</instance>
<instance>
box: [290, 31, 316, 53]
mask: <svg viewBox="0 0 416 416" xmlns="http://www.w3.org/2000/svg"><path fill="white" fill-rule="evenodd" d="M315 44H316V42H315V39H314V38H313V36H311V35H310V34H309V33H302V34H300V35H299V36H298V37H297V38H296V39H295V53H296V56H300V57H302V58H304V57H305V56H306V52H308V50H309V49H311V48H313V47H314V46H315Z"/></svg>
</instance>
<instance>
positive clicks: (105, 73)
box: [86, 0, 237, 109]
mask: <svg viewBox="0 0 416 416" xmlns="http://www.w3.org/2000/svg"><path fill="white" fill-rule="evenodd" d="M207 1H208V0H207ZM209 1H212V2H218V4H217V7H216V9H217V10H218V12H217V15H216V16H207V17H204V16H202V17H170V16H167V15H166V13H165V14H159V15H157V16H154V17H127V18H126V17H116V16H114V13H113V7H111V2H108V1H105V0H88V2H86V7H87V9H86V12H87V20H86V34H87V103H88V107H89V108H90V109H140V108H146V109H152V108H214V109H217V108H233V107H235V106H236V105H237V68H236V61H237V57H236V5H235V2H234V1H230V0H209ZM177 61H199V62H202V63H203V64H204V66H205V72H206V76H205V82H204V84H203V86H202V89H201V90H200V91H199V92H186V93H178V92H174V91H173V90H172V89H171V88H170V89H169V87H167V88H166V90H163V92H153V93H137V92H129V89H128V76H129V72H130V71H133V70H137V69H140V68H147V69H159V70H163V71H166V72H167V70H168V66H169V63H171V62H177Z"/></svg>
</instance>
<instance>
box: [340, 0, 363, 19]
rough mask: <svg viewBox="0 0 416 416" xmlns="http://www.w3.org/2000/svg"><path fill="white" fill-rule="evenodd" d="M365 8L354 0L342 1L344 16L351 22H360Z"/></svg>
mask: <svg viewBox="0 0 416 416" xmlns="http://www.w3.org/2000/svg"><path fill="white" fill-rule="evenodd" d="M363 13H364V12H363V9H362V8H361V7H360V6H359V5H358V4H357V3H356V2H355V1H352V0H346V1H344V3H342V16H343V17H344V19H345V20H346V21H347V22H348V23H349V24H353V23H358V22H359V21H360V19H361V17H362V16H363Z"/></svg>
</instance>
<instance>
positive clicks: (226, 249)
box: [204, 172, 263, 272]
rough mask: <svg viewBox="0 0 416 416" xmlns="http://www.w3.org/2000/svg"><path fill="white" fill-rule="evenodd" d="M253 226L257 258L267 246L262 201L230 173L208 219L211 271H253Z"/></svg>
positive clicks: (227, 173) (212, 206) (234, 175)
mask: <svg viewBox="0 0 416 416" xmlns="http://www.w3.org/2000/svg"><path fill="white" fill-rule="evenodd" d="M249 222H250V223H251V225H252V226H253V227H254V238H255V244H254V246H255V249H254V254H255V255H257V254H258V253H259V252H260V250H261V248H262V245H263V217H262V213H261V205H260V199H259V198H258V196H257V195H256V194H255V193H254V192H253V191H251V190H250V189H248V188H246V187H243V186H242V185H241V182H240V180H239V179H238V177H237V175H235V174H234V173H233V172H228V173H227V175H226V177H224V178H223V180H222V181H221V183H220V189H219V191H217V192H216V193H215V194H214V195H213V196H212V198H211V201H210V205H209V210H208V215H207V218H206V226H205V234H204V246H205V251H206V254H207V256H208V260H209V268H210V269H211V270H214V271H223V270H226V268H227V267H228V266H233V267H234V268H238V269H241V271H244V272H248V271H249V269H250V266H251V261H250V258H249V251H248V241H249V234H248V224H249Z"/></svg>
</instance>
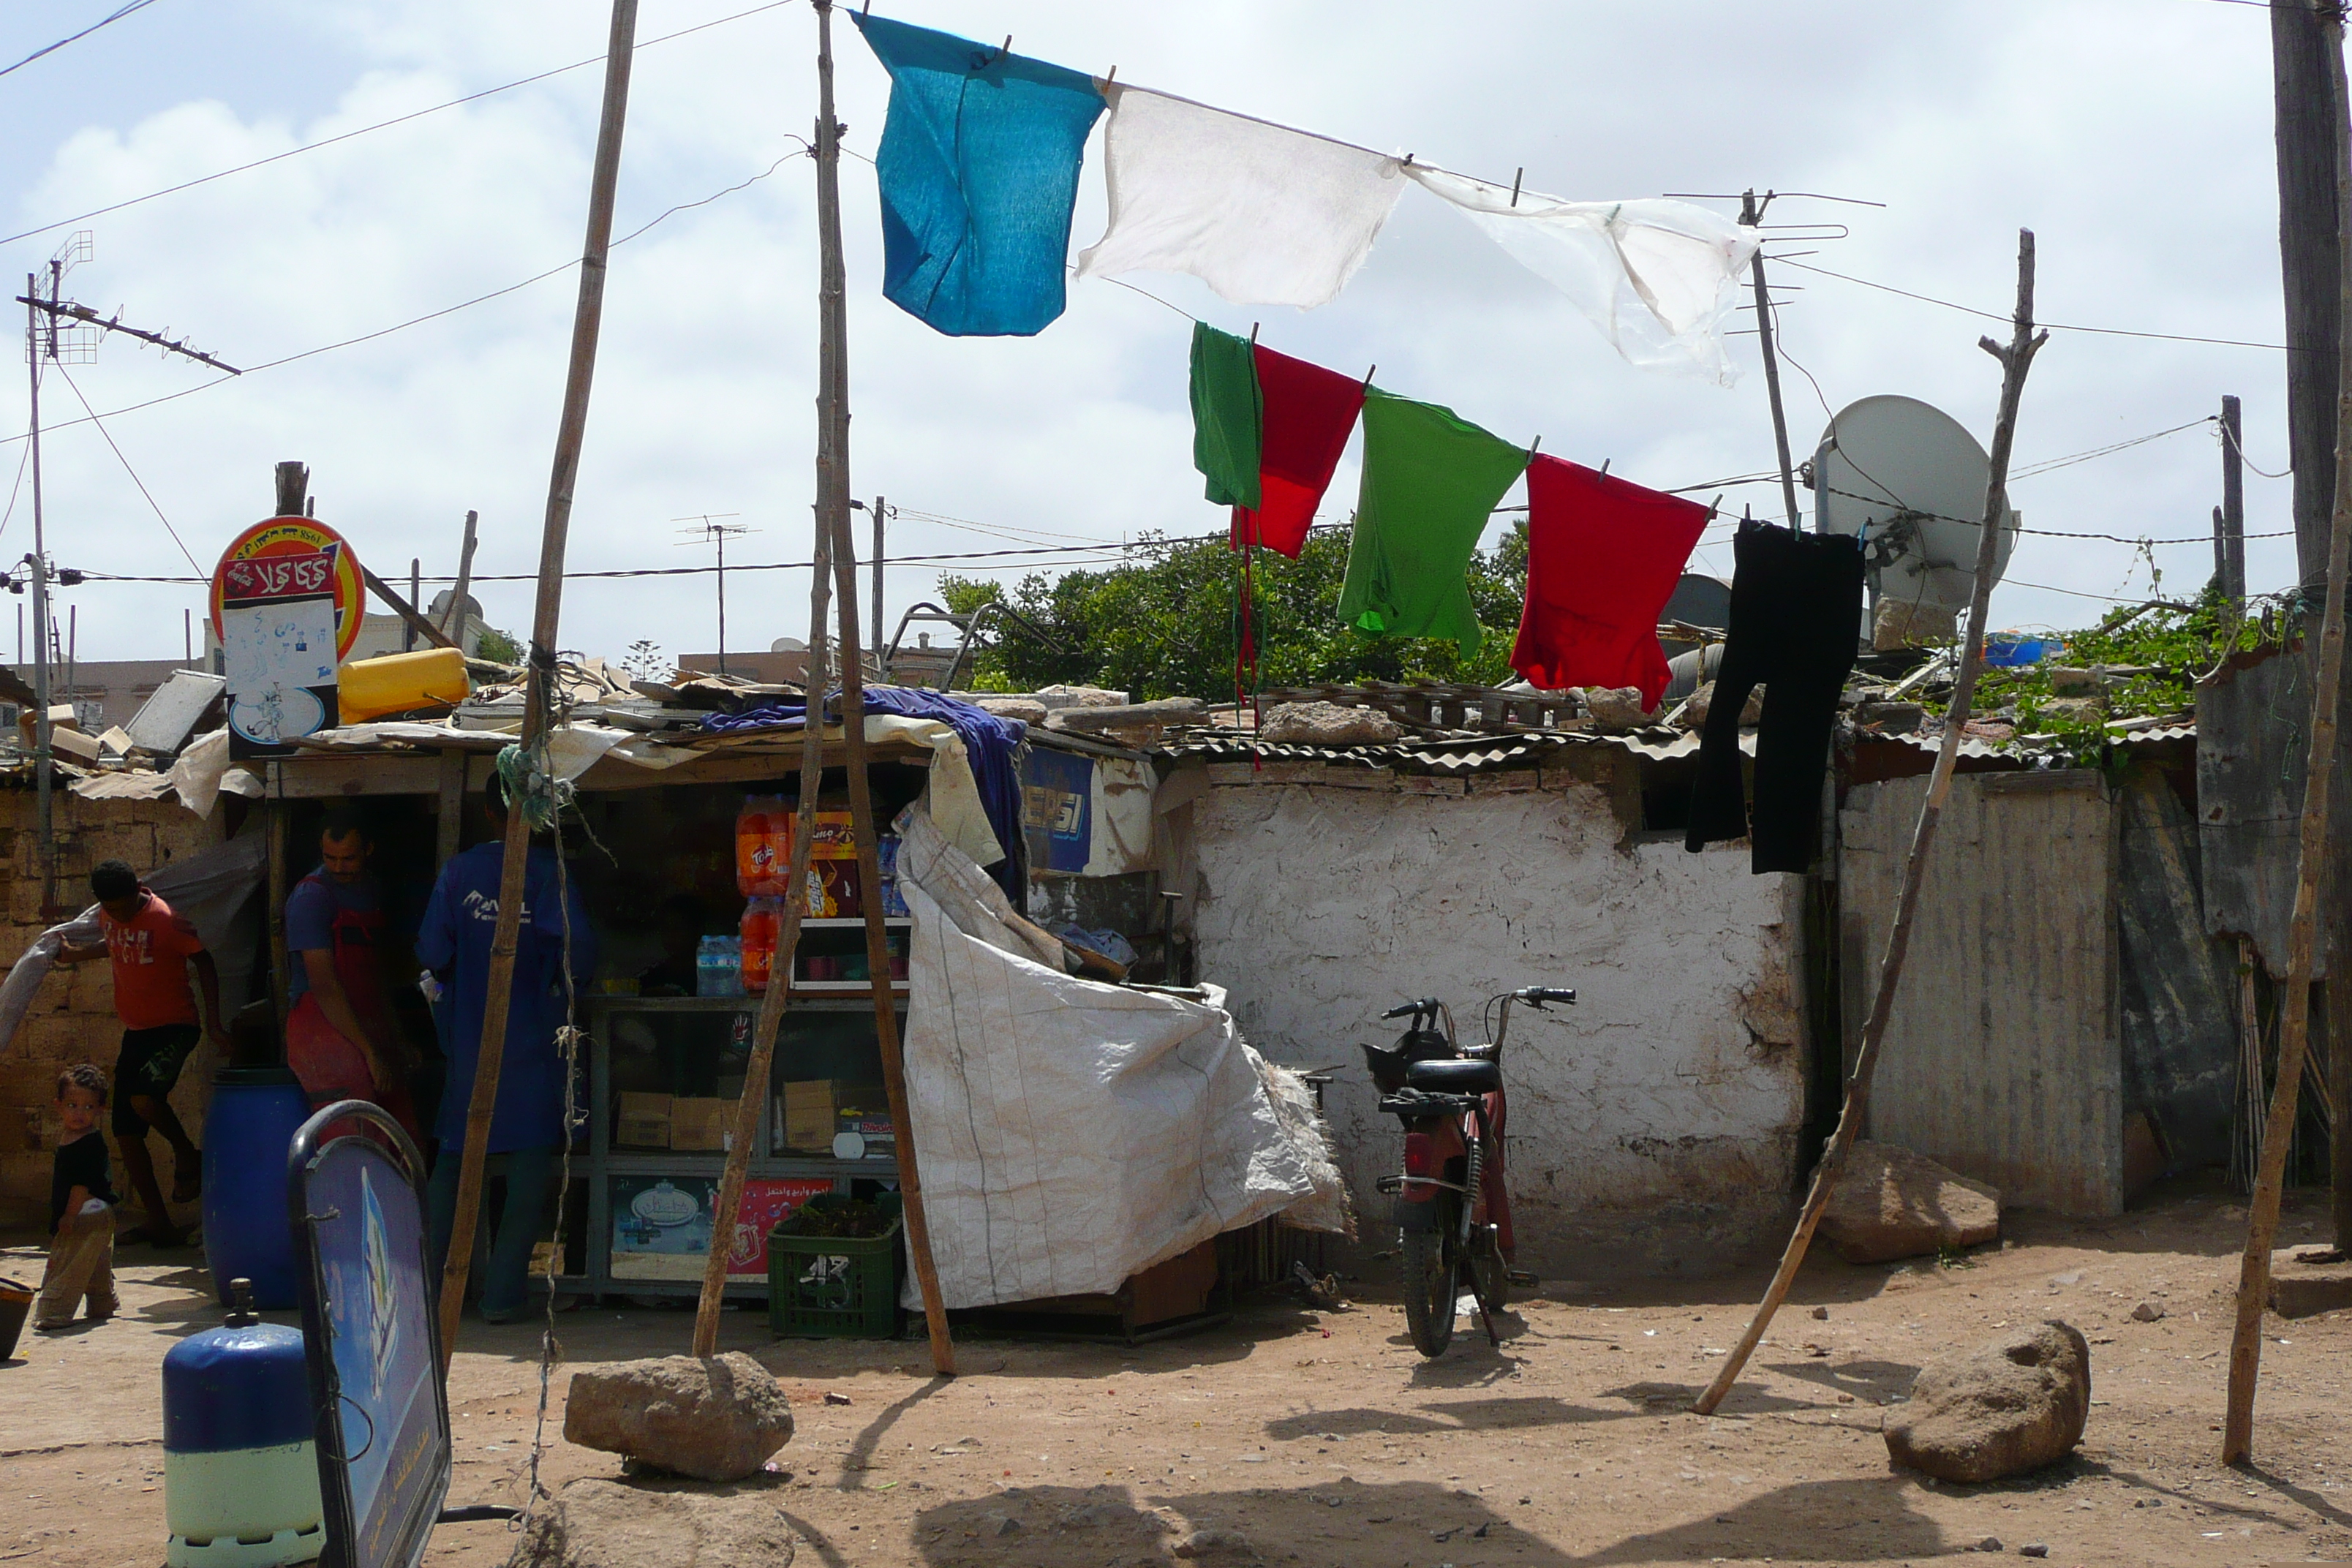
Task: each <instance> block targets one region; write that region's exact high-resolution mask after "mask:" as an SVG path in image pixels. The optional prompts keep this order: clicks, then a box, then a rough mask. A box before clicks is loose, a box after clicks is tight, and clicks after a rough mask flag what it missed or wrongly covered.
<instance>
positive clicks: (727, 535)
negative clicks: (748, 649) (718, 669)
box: [670, 512, 757, 675]
mask: <svg viewBox="0 0 2352 1568" xmlns="http://www.w3.org/2000/svg"><path fill="white" fill-rule="evenodd" d="M741 515H743V512H701V515H696V517H670V522H682V524H689V527H684V529H680V534H684V536H687V538H680V541H677V543H682V545H699V543H713V545H717V552H720V675H727V541H729V538H734V536H739V534H757V529H753V527H750V524H743V522H722V520H724V517H741Z"/></svg>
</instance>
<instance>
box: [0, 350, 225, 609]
mask: <svg viewBox="0 0 2352 1568" xmlns="http://www.w3.org/2000/svg"><path fill="white" fill-rule="evenodd" d="M49 369H54V371H56V374H59V376H61V378H64V383H66V386H68V388H73V397H75V402H80V404H82V411H85V414H89V423H94V425H99V435H103V437H106V449H108V451H113V454H115V461H118V463H122V473H127V475H129V477H132V484H136V487H139V494H141V496H146V503H148V508H153V510H155V522H160V524H162V531H165V534H169V536H172V543H174V545H179V552H181V555H186V557H188V564H191V567H195V569H198V571H202V569H205V562H200V559H195V555H193V552H191V550H188V541H186V538H181V536H179V529H174V527H172V520H169V517H165V515H162V508H160V505H155V491H151V489H148V487H146V480H141V477H139V470H136V468H132V461H129V458H127V456H122V447H118V444H115V437H113V433H111V430H108V428H106V425H103V423H101V421H99V414H96V409H92V407H89V400H87V397H82V388H78V386H75V383H73V376H68V374H66V367H64V364H61V362H59V360H49ZM28 449H31V447H28Z"/></svg>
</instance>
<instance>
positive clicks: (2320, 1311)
mask: <svg viewBox="0 0 2352 1568" xmlns="http://www.w3.org/2000/svg"><path fill="white" fill-rule="evenodd" d="M2303 1251H2310V1253H2326V1251H2328V1248H2291V1251H2279V1253H2272V1255H2270V1309H2272V1312H2277V1314H2279V1316H2317V1314H2321V1312H2338V1309H2343V1307H2352V1260H2345V1262H2296V1253H2303Z"/></svg>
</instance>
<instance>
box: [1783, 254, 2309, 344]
mask: <svg viewBox="0 0 2352 1568" xmlns="http://www.w3.org/2000/svg"><path fill="white" fill-rule="evenodd" d="M1778 266H1792V268H1799V270H1804V273H1820V275H1823V277H1835V280H1839V282H1853V284H1860V287H1865V289H1877V292H1882V294H1900V296H1903V299H1917V301H1919V303H1924V306H1943V308H1945V310H1959V313H1962V315H1973V317H1980V320H1987V322H2004V324H2006V322H2009V317H2006V315H1999V313H1994V310H1978V308H1976V306H1962V303H1959V301H1952V299H1936V296H1933V294H1915V292H1910V289H1898V287H1893V284H1891V282H1870V280H1867V277H1853V275H1851V273H1832V270H1830V268H1825V266H1809V263H1804V261H1788V259H1780V263H1778ZM2034 324H2037V327H2049V329H2051V331H2091V334H2098V336H2105V339H2154V341H2159V343H2213V346H2218V348H2270V350H2274V353H2293V350H2291V348H2288V346H2286V343H2253V341H2246V339H2199V336H2190V334H2183V331H2133V329H2129V327H2074V324H2070V322H2034Z"/></svg>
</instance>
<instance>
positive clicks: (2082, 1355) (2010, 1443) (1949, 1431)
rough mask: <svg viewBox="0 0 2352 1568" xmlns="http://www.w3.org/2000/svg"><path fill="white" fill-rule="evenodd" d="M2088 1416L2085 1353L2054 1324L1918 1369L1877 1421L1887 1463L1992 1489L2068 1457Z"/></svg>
mask: <svg viewBox="0 0 2352 1568" xmlns="http://www.w3.org/2000/svg"><path fill="white" fill-rule="evenodd" d="M2089 1415H2091V1347H2089V1345H2086V1342H2084V1338H2082V1333H2079V1331H2074V1328H2072V1326H2070V1324H2060V1321H2056V1319H2051V1321H2046V1324H2039V1326H2032V1328H2023V1326H2020V1328H2011V1331H2009V1333H2006V1335H2002V1338H1999V1340H1994V1342H1990V1345H1983V1347H1978V1349H1971V1352H1955V1354H1947V1356H1938V1359H1933V1361H1929V1363H1926V1366H1922V1368H1919V1380H1917V1382H1912V1396H1910V1403H1905V1406H1898V1408H1893V1410H1889V1413H1886V1420H1884V1436H1886V1455H1889V1458H1891V1460H1893V1462H1896V1465H1905V1467H1910V1469H1924V1472H1926V1474H1931V1476H1938V1479H1943V1481H1999V1479H2002V1476H2016V1474H2023V1472H2027V1469H2039V1467H2044V1465H2051V1462H2056V1460H2063V1458H2065V1455H2070V1453H2074V1443H2079V1441H2082V1425H2084V1420H2089Z"/></svg>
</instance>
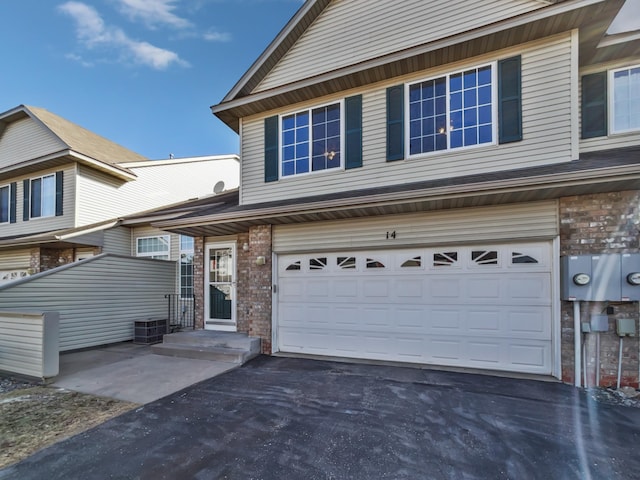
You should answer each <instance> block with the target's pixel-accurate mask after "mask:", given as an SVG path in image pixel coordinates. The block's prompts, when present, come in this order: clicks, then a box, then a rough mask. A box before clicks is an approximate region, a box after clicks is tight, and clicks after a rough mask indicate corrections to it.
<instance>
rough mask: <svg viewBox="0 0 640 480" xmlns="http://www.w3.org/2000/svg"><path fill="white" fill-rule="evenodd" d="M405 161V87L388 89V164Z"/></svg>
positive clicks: (400, 86) (387, 157) (387, 116)
mask: <svg viewBox="0 0 640 480" xmlns="http://www.w3.org/2000/svg"><path fill="white" fill-rule="evenodd" d="M403 159H404V85H396V86H395V87H389V88H387V162H392V161H394V160H403Z"/></svg>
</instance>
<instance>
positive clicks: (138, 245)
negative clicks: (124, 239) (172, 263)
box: [136, 235, 170, 260]
mask: <svg viewBox="0 0 640 480" xmlns="http://www.w3.org/2000/svg"><path fill="white" fill-rule="evenodd" d="M169 246H170V245H169V235H159V236H157V237H141V238H138V239H136V256H138V257H150V258H154V259H156V260H169V259H170V249H169Z"/></svg>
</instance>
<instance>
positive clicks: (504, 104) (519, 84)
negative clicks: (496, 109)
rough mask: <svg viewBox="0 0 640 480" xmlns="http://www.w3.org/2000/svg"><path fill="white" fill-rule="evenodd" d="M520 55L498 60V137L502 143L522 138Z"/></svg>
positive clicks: (520, 72) (520, 67)
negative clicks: (498, 60) (516, 56)
mask: <svg viewBox="0 0 640 480" xmlns="http://www.w3.org/2000/svg"><path fill="white" fill-rule="evenodd" d="M521 63H522V62H521V58H520V56H517V57H511V58H505V59H504V60H500V61H499V62H498V132H499V133H498V137H499V141H500V143H510V142H518V141H520V140H522V74H521Z"/></svg>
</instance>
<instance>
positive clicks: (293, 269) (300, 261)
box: [285, 260, 302, 272]
mask: <svg viewBox="0 0 640 480" xmlns="http://www.w3.org/2000/svg"><path fill="white" fill-rule="evenodd" d="M301 264H302V261H301V260H298V261H296V262H293V263H290V264H289V265H288V266H287V268H285V270H286V271H287V272H299V271H300V270H301V269H302V266H301Z"/></svg>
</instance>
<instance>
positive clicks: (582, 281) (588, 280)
mask: <svg viewBox="0 0 640 480" xmlns="http://www.w3.org/2000/svg"><path fill="white" fill-rule="evenodd" d="M639 280H640V278H639ZM590 281H591V276H590V275H588V274H586V273H578V274H577V275H574V276H573V283H575V284H576V285H587V284H588V283H589V282H590Z"/></svg>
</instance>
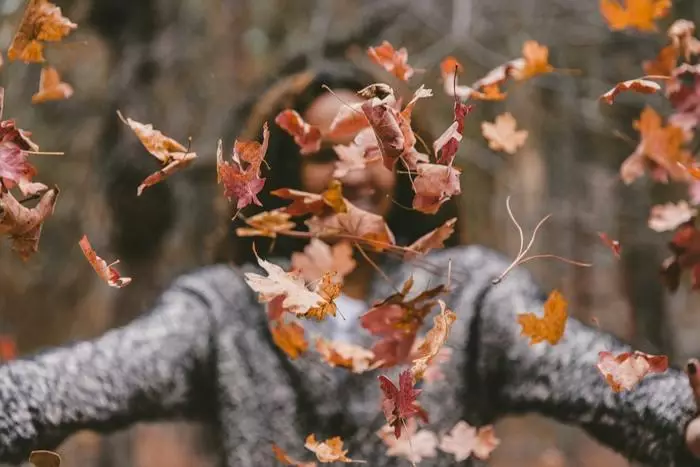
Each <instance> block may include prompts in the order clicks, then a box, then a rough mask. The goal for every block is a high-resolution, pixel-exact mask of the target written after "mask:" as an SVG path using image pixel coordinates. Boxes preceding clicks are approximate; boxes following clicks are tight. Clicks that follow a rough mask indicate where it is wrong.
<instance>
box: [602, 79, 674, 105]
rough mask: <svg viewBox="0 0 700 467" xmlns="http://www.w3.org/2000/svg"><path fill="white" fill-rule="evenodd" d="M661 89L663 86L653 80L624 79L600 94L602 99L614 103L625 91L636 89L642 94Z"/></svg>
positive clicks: (654, 92)
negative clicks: (610, 87)
mask: <svg viewBox="0 0 700 467" xmlns="http://www.w3.org/2000/svg"><path fill="white" fill-rule="evenodd" d="M659 90H661V86H659V84H658V83H655V82H653V81H649V80H647V79H640V78H638V79H631V80H628V81H623V82H622V83H617V84H616V85H615V87H614V88H612V89H611V90H610V91H608V92H606V93H605V94H603V95H602V96H600V99H601V100H603V101H605V102H606V103H607V104H612V103H613V102H615V97H616V96H617V95H618V94H620V93H621V92H624V91H634V92H639V93H641V94H654V93H655V92H656V91H659Z"/></svg>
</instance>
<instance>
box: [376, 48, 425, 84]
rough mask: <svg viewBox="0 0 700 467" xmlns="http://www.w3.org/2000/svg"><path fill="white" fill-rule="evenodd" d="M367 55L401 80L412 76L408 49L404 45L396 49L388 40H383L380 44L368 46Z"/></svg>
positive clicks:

• ABOUT THIS EXERCISE:
Write out, please, only the lines from the one with "box: [376, 48, 425, 84]" through the last line above, both included and unchanged.

• ANSWER FOR THE TASK:
box: [376, 48, 425, 84]
rough mask: <svg viewBox="0 0 700 467" xmlns="http://www.w3.org/2000/svg"><path fill="white" fill-rule="evenodd" d="M367 55L401 80L412 76L408 49L404 45L396 49L388 40H383L380 44L368 46Z"/></svg>
positive clicks:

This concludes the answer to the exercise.